── Passage to read
KUWAIT (Reuters) - Hundreds of Shi'ite and Sunni Muslims prayed for national unity at Kuwait's grand mosque on Friday, vowing to block any attempt to stir sectarian division a week after an Islamic State staged the country's deadliest militant attack.
The Sunni group, which sees Shi'ites as heretics and wants to expel them from the Arabian peninsula, claimed responsibility for a June 26 suicide bombing on a Shi'ite mosque in Kuwait City that killed 27 and wounded more than 200.
Shi'ite member of parliament Adnan Abdulsamad told Reuters Islamic State were "fools" for thinking they could destabilize Kuwait and the attack had only made Kuwaitis more determined to promote solidarity.
"This prayer is a prayer of unity," he said. "This heinous crime only brings us further strength and tolerance. Thank God it made our enemies fools. Were they under the illusion that with this crime they would create discord?"
Although a strategic minnow, Kuwait is an oil power and a supporter of U.S.-backed efforts to fight Islamic State, providing intelligence, funding and the use of airfields for a Western-Arab coalition fighting the hardline militants.
Relations have traditionally been good between the 70 percent of Kuwait's 1.4 million citizens who are Sunni and the Shi'ites who make up 30 percent, but regional rivalry between Sunni Saudi Arabia and Shi'ite Iran has caused some strains.
────
── Material supplied
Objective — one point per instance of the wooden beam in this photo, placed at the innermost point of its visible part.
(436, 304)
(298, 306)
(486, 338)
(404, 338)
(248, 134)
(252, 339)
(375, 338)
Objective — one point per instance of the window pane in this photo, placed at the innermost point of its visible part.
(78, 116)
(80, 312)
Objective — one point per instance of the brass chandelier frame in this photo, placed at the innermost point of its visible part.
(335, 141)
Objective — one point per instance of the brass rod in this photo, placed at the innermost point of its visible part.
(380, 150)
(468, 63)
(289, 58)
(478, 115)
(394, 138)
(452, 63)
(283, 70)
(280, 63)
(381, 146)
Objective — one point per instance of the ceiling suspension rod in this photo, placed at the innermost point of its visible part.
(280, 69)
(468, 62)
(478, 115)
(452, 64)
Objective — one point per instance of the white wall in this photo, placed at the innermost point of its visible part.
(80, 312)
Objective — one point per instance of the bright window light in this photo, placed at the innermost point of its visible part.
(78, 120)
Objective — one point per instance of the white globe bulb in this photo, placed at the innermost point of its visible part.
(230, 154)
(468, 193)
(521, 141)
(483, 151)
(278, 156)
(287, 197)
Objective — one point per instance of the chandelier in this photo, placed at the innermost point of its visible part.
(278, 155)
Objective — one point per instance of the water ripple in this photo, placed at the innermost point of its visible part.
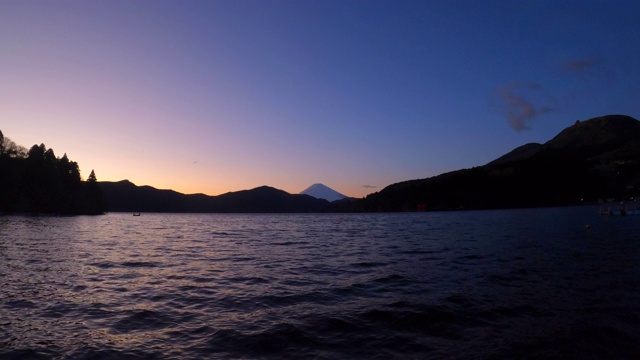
(494, 284)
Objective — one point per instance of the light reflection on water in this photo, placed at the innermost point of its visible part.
(480, 284)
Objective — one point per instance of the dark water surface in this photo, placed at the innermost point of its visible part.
(532, 283)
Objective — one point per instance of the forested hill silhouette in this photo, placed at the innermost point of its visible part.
(126, 196)
(36, 181)
(590, 160)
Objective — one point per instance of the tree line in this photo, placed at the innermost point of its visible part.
(36, 181)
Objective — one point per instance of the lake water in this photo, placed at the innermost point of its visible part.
(532, 283)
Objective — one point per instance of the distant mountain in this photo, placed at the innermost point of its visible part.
(590, 160)
(321, 191)
(126, 196)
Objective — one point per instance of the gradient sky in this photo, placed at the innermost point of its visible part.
(218, 96)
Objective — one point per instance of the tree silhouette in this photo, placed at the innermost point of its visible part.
(36, 181)
(92, 177)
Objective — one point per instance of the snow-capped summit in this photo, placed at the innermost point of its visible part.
(320, 191)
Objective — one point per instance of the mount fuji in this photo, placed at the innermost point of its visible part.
(321, 191)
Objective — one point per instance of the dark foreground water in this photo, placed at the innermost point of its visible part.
(471, 285)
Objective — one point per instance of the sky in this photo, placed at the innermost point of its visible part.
(226, 95)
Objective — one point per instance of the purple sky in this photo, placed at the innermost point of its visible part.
(218, 96)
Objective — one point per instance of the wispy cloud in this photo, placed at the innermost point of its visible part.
(522, 102)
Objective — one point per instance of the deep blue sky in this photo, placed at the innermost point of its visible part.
(217, 96)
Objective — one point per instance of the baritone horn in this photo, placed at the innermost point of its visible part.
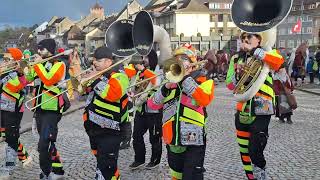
(258, 17)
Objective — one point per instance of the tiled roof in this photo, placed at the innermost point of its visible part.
(97, 6)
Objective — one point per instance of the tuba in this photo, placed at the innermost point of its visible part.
(259, 17)
(128, 38)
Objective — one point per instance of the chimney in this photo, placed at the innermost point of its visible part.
(206, 4)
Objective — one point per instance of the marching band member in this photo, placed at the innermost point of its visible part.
(48, 115)
(253, 117)
(184, 118)
(27, 55)
(11, 106)
(105, 113)
(147, 119)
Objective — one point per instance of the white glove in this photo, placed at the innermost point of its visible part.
(259, 53)
(34, 128)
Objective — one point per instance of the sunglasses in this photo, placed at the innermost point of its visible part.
(40, 48)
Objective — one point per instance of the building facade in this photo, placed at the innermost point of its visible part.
(205, 25)
(308, 11)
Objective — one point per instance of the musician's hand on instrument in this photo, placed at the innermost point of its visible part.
(37, 58)
(246, 46)
(169, 85)
(140, 67)
(259, 53)
(239, 69)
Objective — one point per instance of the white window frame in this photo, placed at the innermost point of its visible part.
(282, 43)
(290, 43)
(309, 30)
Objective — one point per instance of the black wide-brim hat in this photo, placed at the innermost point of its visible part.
(259, 15)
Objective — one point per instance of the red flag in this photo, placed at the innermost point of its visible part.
(297, 27)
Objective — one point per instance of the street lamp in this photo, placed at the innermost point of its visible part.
(220, 46)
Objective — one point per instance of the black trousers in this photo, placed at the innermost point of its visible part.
(11, 122)
(47, 126)
(258, 131)
(107, 147)
(142, 123)
(126, 132)
(189, 164)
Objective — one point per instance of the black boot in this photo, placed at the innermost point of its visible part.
(281, 119)
(289, 121)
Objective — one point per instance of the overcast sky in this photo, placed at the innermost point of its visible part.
(30, 12)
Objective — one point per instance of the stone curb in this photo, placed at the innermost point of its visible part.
(308, 91)
(27, 129)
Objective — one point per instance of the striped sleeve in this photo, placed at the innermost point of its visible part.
(130, 70)
(16, 84)
(273, 59)
(231, 76)
(30, 75)
(56, 73)
(202, 93)
(149, 74)
(113, 89)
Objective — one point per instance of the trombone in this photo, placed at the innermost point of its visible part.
(24, 64)
(62, 84)
(28, 62)
(77, 85)
(174, 72)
────
▶ [Exercise description]: According to the news report about Kuwait, how many people did the June 26 suicide bombing on a Shi'ite mosque in Kuwait City kill? Rely only on the news report about Kuwait, not the rows.

▶ [Answer]: It killed 27 people.